[Required work]: Copy the records below without any changes, from the line with "identify the clear" up to and including the line with "[197, 94, 360, 239]".
>> BEGIN Dataset rows
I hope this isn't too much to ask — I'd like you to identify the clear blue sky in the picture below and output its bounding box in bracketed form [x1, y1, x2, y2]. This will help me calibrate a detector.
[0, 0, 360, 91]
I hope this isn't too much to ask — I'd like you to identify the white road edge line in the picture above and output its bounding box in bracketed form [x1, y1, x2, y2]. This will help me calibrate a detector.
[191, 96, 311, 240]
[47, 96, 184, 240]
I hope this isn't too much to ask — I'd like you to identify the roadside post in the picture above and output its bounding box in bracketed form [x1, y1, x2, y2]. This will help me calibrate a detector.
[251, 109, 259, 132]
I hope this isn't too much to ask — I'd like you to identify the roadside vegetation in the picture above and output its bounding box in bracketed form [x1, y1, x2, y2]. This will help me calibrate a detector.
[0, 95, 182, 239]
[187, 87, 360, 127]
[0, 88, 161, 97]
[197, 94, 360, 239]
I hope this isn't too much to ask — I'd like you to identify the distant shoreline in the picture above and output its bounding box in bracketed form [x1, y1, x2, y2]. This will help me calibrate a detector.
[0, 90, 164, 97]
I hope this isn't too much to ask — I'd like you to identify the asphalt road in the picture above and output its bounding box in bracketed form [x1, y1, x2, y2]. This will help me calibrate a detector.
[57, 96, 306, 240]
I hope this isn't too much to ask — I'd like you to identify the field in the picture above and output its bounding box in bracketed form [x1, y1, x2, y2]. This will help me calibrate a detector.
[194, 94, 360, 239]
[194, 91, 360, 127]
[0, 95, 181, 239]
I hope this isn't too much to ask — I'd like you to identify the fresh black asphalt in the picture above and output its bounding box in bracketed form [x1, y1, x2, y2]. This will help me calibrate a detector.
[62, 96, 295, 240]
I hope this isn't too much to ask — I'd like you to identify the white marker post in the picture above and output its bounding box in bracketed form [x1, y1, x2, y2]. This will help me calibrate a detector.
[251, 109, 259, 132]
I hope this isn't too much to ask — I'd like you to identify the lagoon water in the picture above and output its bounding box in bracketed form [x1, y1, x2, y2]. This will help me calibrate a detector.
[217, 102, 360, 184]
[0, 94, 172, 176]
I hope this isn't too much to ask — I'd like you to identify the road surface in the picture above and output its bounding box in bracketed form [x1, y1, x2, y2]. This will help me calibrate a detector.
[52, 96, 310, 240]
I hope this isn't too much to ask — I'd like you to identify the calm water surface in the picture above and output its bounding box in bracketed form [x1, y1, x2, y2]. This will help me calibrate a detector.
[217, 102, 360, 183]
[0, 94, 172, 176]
>> END Dataset rows
>> BEGIN Dataset rows
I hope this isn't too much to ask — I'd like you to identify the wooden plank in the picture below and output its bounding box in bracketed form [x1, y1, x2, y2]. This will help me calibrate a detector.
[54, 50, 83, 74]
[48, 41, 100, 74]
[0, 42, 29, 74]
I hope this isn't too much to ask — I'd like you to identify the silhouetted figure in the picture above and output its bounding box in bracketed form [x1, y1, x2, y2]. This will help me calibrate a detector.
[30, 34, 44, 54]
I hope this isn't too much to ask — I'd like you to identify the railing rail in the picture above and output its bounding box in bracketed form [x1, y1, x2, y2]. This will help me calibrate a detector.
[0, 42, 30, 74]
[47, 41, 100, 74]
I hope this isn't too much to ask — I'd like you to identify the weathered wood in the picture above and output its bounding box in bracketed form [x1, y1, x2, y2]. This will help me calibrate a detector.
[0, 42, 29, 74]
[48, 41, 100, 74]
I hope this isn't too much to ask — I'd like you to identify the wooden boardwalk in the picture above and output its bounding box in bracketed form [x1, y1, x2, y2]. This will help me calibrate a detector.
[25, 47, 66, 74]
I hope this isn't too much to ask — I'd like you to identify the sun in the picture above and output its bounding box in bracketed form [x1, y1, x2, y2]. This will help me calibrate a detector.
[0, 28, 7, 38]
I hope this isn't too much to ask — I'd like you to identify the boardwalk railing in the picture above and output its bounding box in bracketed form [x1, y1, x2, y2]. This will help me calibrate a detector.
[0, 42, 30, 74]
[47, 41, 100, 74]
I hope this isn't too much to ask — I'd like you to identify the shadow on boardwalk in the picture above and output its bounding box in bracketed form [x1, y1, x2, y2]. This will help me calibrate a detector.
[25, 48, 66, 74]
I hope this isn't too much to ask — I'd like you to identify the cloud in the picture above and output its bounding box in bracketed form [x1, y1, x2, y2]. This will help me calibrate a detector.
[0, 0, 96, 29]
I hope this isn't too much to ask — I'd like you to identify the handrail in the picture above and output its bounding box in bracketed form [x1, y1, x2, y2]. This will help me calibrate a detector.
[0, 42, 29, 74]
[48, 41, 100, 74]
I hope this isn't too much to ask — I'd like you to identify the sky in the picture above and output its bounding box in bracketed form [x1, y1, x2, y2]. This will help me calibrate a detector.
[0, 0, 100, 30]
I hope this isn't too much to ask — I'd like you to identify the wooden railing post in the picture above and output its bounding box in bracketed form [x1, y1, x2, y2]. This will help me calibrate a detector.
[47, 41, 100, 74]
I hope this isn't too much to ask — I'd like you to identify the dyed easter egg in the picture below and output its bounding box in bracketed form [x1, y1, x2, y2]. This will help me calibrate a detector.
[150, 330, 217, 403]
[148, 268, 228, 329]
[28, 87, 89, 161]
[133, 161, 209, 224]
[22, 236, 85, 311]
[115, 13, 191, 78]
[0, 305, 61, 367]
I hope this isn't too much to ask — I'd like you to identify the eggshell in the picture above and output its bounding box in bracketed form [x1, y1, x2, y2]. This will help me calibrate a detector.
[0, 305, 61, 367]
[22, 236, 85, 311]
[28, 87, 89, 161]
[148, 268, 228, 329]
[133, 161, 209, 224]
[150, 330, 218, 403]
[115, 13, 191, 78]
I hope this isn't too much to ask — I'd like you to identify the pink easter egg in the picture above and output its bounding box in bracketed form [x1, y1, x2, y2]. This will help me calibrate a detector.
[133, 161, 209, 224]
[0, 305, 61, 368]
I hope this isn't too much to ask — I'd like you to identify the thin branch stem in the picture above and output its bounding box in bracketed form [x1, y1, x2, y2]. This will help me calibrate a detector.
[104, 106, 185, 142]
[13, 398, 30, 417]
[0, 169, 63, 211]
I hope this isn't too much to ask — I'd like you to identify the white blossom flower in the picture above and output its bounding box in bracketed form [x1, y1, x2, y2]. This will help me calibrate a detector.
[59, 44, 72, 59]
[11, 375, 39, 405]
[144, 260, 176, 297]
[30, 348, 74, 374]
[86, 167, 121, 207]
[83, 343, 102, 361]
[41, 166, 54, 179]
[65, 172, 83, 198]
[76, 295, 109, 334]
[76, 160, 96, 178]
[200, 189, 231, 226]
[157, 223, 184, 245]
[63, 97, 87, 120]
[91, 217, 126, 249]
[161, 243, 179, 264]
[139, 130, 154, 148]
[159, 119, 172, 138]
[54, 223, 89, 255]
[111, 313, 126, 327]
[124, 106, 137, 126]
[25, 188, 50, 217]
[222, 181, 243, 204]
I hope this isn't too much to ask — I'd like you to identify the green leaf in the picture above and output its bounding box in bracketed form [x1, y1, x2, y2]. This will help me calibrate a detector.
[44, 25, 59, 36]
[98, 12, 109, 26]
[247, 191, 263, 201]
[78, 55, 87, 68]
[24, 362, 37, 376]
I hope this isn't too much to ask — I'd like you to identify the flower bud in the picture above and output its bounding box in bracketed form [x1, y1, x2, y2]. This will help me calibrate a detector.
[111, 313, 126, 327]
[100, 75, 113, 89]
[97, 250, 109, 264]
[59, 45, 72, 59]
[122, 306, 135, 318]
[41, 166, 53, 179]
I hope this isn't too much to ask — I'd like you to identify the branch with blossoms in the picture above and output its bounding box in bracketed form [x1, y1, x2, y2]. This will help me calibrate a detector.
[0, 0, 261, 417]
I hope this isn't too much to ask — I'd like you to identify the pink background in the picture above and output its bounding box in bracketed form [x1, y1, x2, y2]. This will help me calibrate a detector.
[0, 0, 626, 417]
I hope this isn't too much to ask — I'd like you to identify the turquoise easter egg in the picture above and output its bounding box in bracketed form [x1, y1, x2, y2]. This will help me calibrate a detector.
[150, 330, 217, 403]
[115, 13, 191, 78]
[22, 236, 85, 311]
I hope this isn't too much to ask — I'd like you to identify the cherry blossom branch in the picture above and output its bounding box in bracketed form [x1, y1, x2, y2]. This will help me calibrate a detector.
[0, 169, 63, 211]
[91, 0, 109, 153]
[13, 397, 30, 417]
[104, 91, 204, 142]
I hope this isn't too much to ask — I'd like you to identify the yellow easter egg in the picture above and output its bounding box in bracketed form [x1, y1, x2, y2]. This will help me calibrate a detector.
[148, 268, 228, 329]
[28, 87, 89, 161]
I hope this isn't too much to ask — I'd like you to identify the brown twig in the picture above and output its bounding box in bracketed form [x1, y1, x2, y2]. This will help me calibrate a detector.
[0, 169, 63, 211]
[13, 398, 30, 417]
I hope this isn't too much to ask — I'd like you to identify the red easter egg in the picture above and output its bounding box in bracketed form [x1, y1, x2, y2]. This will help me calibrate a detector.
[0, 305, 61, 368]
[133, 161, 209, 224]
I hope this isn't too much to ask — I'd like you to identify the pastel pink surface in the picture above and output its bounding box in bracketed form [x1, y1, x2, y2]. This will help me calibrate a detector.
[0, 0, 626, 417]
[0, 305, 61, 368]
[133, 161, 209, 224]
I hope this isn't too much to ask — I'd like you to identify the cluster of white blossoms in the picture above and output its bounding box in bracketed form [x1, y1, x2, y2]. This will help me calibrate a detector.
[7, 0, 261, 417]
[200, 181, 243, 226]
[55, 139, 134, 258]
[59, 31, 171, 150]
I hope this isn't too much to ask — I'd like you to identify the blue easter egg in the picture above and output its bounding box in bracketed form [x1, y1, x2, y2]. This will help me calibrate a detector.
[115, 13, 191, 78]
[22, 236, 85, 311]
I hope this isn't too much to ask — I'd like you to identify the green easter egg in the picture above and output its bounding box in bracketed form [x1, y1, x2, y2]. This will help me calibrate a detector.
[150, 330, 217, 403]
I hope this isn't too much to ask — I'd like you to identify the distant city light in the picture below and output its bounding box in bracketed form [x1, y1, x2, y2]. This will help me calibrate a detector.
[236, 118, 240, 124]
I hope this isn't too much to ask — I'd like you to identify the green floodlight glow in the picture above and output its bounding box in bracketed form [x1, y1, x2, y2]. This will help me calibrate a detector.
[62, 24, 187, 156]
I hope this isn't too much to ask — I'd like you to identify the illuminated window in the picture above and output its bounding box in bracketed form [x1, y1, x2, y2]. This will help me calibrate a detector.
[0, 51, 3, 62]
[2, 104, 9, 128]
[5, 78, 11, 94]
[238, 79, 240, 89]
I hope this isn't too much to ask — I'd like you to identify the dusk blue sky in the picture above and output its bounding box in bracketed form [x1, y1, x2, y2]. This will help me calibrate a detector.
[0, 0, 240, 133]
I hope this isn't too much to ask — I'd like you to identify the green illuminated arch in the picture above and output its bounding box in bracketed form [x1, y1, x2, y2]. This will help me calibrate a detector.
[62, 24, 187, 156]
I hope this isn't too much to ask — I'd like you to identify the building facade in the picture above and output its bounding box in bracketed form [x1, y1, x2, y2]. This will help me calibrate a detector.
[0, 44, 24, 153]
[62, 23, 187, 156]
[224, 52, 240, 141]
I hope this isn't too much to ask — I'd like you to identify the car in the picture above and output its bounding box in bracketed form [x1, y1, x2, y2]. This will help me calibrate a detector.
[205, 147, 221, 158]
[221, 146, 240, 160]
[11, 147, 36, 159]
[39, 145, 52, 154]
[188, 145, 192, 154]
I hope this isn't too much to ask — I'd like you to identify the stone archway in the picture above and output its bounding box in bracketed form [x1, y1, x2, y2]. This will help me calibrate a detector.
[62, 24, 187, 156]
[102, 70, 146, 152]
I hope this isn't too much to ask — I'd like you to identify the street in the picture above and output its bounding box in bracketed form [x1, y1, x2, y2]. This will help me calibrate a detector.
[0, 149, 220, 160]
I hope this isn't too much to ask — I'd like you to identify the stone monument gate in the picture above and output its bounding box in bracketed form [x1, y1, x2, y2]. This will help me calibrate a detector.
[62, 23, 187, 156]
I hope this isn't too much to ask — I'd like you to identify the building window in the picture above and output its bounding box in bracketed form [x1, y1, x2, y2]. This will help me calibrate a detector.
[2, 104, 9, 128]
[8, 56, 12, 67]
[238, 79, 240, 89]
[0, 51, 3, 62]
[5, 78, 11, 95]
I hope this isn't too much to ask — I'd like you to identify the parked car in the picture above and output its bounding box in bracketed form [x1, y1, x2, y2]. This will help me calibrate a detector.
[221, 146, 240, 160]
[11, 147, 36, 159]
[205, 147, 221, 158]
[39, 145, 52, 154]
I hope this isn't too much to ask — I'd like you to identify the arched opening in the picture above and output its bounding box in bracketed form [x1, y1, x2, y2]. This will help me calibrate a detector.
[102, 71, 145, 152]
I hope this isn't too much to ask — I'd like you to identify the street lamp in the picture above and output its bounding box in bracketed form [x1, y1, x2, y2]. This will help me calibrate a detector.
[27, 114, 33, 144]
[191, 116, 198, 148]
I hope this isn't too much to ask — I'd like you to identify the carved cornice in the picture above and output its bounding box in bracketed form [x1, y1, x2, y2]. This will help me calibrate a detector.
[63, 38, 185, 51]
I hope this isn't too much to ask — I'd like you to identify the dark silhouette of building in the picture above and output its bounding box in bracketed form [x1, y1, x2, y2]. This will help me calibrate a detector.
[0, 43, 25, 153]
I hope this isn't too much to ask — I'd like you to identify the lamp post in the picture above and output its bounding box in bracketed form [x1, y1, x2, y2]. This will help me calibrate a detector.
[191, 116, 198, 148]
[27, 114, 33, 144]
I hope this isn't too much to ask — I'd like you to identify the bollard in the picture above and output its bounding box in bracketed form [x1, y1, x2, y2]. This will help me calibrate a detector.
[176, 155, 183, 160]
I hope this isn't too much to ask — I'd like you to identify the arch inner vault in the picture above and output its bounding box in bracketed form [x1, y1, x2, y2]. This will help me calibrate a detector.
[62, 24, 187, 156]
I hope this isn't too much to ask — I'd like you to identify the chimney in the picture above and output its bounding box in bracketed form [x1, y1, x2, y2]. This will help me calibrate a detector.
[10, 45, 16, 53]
>> END Dataset rows
[Solution]:
I hope this isn't too much to ask — I'd like you to identify the clear blue sky in the picture below and output its bounding box in bracketed form [x1, y1, x2, y2]. This will help me calibrate a detector.
[0, 0, 360, 91]
I hope this isn't too much to ask — I'd like you to identify the white road edge line in the picture above and output its bounding box in bracketed form [x1, y1, x2, y2]. This will help me calibrate a detector.
[191, 96, 311, 240]
[47, 96, 184, 240]
I hope this isn't too much to ask — I'd like you to identify the roadside post in the picture above and output its bounding box in bracketed form [x1, y1, x2, y2]. This will help me calibrate a detector.
[251, 109, 259, 132]
I hope this isn't too much to ask — I'd like you to identify the roadside vegetation in the picture above and output its bounding box in bracketed form [x1, y1, x2, y2]. This will help me calibrate a detector.
[0, 95, 182, 239]
[187, 87, 360, 127]
[0, 88, 161, 97]
[197, 94, 360, 239]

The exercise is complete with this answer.